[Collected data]
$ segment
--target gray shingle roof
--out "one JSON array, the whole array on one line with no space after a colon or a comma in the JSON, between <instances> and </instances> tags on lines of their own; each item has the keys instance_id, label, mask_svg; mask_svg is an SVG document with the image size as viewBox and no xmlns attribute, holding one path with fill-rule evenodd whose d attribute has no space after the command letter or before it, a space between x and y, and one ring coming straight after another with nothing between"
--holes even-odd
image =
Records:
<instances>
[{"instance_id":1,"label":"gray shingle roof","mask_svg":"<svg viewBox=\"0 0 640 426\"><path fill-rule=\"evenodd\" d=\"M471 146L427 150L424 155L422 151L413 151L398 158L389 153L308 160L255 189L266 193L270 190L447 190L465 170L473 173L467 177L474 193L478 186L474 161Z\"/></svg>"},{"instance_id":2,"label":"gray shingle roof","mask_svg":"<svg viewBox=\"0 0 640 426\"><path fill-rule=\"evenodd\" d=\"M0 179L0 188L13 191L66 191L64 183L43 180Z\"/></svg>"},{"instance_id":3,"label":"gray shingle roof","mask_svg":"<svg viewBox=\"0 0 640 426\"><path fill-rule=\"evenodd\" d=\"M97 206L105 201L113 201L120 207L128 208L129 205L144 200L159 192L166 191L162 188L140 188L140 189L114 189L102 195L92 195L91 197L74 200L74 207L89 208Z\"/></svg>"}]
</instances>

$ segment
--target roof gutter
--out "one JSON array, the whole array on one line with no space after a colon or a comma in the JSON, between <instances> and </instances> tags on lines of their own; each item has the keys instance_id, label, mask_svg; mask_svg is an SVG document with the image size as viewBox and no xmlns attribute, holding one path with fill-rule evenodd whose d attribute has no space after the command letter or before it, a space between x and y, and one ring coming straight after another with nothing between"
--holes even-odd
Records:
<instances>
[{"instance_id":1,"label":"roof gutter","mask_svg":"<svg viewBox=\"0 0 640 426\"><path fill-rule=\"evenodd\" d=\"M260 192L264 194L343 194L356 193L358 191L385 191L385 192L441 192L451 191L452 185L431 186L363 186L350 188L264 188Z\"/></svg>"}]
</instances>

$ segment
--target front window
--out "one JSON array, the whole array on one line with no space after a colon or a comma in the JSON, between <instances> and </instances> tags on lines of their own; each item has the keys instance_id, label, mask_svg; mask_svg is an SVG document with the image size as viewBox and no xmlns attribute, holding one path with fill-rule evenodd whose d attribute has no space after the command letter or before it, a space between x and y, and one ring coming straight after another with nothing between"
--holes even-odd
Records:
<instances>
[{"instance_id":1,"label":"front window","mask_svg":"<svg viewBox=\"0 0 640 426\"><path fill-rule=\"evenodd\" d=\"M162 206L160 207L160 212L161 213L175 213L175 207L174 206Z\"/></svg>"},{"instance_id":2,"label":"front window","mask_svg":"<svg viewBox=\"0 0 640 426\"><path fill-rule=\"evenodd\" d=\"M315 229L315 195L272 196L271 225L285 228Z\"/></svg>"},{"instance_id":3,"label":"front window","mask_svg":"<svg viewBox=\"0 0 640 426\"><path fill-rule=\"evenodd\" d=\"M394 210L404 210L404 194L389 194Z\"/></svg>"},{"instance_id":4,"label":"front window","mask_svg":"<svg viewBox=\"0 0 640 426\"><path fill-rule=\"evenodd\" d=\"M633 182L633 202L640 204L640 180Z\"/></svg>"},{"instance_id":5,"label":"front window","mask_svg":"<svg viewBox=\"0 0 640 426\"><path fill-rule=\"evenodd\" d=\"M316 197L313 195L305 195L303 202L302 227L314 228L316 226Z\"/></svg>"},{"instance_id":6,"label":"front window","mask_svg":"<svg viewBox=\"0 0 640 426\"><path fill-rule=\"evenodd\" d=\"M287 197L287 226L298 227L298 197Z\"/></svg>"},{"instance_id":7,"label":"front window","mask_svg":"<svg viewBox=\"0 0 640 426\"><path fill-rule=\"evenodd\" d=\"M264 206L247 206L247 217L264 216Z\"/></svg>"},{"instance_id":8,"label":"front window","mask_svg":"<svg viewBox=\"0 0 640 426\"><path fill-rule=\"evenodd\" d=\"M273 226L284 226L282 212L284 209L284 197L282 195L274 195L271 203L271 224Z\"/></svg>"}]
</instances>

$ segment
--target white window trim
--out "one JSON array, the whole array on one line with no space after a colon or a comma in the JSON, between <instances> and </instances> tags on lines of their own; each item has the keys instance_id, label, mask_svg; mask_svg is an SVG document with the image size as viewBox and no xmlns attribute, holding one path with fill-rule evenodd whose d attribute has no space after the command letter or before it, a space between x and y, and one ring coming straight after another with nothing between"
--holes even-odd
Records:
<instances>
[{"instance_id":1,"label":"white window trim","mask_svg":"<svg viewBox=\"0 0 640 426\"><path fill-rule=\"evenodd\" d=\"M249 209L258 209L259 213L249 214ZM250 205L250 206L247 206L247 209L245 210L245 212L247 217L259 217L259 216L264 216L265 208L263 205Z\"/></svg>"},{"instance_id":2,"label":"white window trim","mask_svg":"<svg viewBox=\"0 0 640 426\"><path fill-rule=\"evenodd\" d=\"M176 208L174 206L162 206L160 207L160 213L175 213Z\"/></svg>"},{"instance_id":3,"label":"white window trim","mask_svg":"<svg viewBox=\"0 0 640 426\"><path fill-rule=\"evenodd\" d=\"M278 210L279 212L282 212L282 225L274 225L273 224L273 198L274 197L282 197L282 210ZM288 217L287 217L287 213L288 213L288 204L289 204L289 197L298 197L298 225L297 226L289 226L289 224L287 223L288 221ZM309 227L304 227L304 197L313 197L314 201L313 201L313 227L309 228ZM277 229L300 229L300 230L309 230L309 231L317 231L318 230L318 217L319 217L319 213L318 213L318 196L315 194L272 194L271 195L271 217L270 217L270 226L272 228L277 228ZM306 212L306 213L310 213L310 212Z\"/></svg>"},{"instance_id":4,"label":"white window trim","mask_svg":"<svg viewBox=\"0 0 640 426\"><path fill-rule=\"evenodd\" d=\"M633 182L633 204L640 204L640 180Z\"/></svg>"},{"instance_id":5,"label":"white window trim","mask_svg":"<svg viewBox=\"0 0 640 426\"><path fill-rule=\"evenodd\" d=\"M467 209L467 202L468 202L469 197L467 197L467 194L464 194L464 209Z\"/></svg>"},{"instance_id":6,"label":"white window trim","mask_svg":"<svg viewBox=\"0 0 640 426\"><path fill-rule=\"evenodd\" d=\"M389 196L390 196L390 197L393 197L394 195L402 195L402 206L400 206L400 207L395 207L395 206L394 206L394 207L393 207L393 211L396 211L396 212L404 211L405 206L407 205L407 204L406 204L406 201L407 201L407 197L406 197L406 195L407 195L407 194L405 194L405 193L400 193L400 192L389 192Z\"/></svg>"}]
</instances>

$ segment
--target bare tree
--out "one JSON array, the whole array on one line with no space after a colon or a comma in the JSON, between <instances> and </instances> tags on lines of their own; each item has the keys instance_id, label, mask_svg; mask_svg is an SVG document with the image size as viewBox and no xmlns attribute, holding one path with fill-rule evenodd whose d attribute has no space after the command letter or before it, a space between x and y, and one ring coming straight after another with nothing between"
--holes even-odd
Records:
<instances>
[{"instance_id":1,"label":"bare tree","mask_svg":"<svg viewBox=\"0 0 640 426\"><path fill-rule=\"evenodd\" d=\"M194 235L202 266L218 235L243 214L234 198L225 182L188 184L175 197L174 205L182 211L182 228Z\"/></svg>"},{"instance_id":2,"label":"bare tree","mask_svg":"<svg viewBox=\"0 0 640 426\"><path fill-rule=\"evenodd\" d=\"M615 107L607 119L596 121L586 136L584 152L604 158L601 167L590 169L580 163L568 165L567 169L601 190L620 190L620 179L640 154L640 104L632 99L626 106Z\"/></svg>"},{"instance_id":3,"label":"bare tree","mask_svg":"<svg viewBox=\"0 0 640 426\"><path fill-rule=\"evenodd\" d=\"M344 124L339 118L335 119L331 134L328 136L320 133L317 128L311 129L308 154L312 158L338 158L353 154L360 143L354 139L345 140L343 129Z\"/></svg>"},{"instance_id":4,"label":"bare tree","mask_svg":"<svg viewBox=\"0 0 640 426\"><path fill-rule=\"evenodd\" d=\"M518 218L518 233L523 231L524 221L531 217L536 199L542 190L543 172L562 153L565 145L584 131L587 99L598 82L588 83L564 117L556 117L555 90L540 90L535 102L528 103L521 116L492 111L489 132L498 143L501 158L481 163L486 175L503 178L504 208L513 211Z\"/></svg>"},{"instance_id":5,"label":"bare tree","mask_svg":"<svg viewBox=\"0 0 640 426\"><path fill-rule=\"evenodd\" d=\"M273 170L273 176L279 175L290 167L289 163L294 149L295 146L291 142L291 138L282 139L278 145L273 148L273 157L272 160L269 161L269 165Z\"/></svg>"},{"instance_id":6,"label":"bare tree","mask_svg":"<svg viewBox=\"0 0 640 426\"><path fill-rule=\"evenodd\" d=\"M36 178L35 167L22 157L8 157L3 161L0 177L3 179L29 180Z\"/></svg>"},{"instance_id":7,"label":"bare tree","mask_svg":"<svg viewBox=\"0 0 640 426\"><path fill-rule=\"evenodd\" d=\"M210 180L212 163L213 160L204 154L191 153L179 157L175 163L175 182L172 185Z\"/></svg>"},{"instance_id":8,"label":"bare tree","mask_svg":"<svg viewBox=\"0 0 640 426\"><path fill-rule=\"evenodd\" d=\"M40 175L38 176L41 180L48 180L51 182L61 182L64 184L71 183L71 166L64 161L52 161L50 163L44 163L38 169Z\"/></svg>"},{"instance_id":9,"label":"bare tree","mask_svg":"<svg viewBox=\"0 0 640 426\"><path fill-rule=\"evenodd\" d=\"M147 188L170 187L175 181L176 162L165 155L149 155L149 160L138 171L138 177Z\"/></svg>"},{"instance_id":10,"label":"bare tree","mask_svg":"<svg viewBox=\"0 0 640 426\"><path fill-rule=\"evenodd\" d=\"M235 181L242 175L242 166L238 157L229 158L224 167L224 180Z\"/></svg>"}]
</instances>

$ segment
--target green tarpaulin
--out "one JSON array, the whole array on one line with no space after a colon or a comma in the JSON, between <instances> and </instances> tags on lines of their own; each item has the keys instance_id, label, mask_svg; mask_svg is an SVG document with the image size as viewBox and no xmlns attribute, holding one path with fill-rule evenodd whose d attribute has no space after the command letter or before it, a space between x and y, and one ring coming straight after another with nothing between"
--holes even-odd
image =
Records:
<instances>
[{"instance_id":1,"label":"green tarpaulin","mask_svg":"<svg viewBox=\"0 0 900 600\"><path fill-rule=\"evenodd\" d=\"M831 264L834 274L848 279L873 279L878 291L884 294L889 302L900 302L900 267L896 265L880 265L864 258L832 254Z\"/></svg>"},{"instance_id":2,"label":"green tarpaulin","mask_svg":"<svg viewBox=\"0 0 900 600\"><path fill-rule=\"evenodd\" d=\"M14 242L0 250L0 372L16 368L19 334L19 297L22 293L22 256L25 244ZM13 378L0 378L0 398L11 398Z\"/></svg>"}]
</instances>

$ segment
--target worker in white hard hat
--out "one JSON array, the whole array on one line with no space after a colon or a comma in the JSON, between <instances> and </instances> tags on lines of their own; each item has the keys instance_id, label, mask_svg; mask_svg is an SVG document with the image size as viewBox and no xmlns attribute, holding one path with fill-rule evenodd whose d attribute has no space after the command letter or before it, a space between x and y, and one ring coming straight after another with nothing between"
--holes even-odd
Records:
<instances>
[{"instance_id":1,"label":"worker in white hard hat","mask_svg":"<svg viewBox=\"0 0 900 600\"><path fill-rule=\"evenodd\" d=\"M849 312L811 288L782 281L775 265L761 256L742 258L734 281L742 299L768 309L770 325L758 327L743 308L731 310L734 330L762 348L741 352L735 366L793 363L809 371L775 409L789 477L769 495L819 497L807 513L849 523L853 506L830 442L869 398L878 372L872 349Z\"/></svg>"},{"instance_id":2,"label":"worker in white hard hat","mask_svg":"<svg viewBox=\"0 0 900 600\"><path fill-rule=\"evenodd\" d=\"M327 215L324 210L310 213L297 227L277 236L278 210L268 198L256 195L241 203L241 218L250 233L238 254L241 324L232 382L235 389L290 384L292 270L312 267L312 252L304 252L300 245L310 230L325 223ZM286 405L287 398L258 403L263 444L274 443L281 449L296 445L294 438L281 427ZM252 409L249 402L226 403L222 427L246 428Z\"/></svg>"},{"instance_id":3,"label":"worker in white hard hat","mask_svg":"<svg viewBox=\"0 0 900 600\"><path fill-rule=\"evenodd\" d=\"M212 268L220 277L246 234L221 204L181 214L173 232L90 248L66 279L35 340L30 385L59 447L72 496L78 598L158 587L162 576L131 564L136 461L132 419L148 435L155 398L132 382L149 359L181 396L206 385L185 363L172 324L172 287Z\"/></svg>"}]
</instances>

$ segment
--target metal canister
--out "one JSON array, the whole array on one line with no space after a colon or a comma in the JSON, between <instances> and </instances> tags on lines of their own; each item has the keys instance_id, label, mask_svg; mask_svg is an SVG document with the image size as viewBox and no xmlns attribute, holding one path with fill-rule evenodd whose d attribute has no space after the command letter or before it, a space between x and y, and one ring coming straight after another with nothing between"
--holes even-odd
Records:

About this task: Wherever a line in the data above holds the word "target", copy that line.

The completed task:
--target gray shingle roof
--target roof gutter
--target front window
--target white window trim
--target bare tree
--target green tarpaulin
--target worker in white hard hat
--target metal canister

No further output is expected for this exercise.